* _Goal_
Report how many lines in the records below contain the word "Please", matching case exactly, and give only the number.

Image segmentation entries
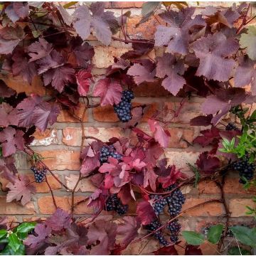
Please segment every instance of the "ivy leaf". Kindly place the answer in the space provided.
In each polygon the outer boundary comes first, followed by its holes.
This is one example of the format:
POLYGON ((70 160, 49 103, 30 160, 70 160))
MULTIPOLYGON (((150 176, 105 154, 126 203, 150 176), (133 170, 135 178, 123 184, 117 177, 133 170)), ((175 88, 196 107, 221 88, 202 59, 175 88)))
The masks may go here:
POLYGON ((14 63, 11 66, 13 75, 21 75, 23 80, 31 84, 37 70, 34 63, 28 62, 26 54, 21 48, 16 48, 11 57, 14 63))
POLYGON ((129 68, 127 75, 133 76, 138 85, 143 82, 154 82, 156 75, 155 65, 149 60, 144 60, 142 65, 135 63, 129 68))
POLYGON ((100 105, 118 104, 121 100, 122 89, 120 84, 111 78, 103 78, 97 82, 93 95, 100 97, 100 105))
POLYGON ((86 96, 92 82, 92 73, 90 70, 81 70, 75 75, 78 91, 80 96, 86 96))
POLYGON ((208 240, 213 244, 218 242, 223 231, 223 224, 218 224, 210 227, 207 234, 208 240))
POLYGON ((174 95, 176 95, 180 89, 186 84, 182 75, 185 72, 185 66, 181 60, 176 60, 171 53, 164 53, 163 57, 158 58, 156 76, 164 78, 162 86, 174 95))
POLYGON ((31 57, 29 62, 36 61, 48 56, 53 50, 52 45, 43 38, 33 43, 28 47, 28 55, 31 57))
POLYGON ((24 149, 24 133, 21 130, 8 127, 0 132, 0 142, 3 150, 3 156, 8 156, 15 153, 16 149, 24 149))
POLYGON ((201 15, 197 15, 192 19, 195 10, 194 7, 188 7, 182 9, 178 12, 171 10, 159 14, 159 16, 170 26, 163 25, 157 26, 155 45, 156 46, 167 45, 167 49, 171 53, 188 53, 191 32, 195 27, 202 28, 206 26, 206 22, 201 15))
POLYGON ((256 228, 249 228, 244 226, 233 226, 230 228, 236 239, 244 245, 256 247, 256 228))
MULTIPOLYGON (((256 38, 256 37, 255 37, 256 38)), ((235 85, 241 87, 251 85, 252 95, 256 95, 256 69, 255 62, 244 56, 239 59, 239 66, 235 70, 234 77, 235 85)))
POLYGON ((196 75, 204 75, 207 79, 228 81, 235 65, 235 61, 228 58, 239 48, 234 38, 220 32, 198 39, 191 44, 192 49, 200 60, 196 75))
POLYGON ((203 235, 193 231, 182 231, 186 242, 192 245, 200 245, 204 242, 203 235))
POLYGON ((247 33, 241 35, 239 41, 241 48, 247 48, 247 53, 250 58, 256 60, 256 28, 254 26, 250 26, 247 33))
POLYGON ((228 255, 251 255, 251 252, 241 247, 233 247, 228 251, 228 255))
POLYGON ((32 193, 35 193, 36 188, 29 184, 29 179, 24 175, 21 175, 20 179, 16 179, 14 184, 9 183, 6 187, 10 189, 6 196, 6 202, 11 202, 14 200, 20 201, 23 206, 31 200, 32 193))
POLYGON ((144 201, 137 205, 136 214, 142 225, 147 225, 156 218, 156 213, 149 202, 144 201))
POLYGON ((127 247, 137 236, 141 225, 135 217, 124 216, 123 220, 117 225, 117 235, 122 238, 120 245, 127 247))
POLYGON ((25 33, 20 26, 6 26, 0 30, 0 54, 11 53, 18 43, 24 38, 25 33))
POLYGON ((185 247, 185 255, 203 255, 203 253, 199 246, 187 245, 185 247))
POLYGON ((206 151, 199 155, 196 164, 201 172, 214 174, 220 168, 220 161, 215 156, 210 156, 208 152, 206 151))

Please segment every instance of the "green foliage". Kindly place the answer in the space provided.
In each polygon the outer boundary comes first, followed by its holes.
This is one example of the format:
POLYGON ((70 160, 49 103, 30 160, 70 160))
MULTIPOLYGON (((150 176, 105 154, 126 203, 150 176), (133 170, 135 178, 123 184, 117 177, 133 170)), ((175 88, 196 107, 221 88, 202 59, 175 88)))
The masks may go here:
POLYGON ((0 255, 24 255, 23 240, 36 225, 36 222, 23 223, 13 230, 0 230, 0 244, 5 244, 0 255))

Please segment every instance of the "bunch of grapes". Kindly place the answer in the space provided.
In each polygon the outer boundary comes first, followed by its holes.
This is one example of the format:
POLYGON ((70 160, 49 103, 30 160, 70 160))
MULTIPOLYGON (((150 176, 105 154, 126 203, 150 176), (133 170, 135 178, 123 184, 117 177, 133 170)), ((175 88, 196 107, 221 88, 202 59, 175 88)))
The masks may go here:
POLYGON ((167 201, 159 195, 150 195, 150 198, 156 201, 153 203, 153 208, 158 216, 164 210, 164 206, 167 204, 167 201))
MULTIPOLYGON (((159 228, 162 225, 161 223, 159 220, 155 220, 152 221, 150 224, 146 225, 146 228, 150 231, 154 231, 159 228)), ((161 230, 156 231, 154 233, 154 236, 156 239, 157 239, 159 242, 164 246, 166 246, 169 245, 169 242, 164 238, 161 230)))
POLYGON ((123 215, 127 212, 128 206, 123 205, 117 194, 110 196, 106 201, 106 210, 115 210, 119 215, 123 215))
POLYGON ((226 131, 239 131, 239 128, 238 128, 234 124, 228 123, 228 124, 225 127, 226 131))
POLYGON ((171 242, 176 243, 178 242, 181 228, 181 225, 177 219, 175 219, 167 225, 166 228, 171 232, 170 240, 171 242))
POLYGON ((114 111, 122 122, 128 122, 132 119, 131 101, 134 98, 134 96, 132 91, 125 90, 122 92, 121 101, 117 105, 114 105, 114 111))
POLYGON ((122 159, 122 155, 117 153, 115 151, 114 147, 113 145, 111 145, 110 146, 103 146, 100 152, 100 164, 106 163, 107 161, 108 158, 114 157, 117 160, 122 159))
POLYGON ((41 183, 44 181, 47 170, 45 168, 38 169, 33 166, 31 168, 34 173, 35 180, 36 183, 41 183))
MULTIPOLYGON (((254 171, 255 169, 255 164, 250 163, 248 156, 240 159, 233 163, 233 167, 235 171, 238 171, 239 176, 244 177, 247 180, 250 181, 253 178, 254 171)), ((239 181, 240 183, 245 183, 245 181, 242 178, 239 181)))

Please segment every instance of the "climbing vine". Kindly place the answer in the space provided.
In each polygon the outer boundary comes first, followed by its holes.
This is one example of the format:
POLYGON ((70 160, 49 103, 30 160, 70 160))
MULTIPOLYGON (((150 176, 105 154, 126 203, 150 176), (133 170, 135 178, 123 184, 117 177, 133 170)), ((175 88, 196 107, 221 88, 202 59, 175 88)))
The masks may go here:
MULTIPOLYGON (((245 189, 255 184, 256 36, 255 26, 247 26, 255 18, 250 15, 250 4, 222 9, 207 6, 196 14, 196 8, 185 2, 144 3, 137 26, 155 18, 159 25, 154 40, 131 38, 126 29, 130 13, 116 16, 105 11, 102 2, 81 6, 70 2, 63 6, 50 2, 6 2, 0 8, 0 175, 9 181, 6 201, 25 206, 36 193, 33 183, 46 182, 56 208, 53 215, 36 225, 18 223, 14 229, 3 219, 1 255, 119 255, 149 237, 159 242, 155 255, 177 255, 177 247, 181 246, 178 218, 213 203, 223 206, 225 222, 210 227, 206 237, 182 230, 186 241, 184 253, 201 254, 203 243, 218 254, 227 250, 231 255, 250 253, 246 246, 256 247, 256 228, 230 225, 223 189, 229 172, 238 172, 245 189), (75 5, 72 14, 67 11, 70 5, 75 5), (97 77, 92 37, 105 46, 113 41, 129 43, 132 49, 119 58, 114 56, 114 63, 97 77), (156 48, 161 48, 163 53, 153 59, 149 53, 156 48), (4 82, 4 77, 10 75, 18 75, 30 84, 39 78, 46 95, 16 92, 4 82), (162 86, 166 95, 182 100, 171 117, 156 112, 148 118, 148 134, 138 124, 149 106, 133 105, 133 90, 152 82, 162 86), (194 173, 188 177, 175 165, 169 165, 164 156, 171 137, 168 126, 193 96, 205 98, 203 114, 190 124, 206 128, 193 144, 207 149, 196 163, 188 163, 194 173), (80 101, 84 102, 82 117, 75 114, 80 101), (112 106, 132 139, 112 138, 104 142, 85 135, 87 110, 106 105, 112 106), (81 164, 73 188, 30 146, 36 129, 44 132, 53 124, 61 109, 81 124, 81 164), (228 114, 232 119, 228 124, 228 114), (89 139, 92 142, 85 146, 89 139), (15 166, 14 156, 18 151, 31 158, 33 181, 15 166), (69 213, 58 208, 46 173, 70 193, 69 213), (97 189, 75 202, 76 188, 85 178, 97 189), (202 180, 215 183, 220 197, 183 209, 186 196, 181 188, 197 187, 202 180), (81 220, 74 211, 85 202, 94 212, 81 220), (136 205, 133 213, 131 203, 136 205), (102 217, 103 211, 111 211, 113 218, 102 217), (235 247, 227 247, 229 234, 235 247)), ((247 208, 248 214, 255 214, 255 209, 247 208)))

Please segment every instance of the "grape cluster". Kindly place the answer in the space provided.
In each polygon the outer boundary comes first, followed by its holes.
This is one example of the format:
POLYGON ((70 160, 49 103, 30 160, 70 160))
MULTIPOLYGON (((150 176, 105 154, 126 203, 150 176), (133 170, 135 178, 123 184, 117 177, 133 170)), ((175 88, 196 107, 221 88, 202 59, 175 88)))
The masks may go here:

* _Correct response_
5